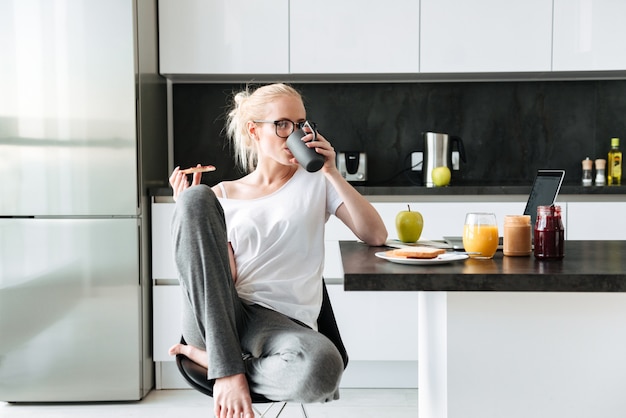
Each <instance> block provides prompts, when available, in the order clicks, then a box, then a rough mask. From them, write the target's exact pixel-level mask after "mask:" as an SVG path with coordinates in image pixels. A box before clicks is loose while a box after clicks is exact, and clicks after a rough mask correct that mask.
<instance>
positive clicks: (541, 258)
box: [535, 205, 565, 260]
mask: <svg viewBox="0 0 626 418" xmlns="http://www.w3.org/2000/svg"><path fill="white" fill-rule="evenodd" d="M564 246H565V228H563V221H562V220H561V207H560V206H556V205H551V206H537V222H536V223H535V258H536V259H538V260H560V259H562V258H563V257H564V256H565V248H564Z"/></svg>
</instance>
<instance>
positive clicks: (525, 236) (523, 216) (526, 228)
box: [502, 215, 532, 257]
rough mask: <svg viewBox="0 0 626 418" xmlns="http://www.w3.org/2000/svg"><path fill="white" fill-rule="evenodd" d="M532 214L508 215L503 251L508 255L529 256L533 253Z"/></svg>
mask: <svg viewBox="0 0 626 418" xmlns="http://www.w3.org/2000/svg"><path fill="white" fill-rule="evenodd" d="M531 235H532V228H531V226H530V215H506V216H505V217H504V234H503V238H502V244H503V245H502V252H503V254H504V255H506V256H511V257H517V256H528V255H530V254H531V253H532V240H531V238H532V237H531Z"/></svg>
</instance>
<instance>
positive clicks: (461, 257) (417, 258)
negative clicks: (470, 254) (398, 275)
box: [375, 251, 469, 266]
mask: <svg viewBox="0 0 626 418" xmlns="http://www.w3.org/2000/svg"><path fill="white" fill-rule="evenodd" d="M386 253H387V252H386V251H381V252H378V253H376V254H375V255H376V257H378V258H382V259H383V260H387V261H391V262H392V263H397V264H411V265H418V266H423V265H431V264H448V263H451V262H453V261H460V260H465V259H467V258H468V257H469V256H468V255H467V254H455V253H445V254H441V255H438V256H437V257H436V258H406V257H391V256H389V255H387V254H386Z"/></svg>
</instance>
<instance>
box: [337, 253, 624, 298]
mask: <svg viewBox="0 0 626 418" xmlns="http://www.w3.org/2000/svg"><path fill="white" fill-rule="evenodd" d="M339 247H340V250H341V258H342V262H343V271H344V288H345V289H346V290H375V291H379V290H383V291H407V290H423V291H500V292H503V291H504V292H509V291H510V292H626V241H565V258H563V260H550V261H539V260H536V259H535V257H534V256H530V257H505V256H504V255H503V254H502V251H498V252H497V253H496V255H495V256H494V258H493V259H492V260H474V259H467V260H464V261H457V262H454V263H450V264H445V265H433V266H408V265H402V264H395V263H391V262H389V261H386V260H383V259H381V258H378V257H376V256H375V255H374V254H375V253H376V252H378V251H384V250H386V249H387V248H386V247H368V246H367V245H365V244H363V243H360V242H356V241H341V242H340V243H339Z"/></svg>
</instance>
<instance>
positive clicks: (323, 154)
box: [304, 132, 337, 173]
***
● **PROBLEM TO SOLVE**: Write out exactly the lines that run from the top of the listing above to the line containing "box: [502, 215, 532, 257]", both ends included. Omit every picture.

● **ANSWER BOX**:
Each <instance> block provides prompts, when available, in the order clicks, then a box, then a rough mask. From them, write the target's exact pixel-level mask after "mask:" as an SVG path with coordinates in image pixels. A box before clicks is loose while a box after clicks is exact, and clicks after a rough mask correct that mask.
<instance>
positive clicks: (541, 258)
box: [535, 205, 565, 260]
mask: <svg viewBox="0 0 626 418" xmlns="http://www.w3.org/2000/svg"><path fill="white" fill-rule="evenodd" d="M564 246H565V228H563V221H562V220H561V207H560V206H556V205H551V206H537V222H536V223H535V258H536V259H538V260H560V259H562V258H563V257H564V256H565V248H564Z"/></svg>
</instance>
<instance>
positive clicks: (525, 236) (523, 216) (526, 228)
box: [502, 215, 532, 257]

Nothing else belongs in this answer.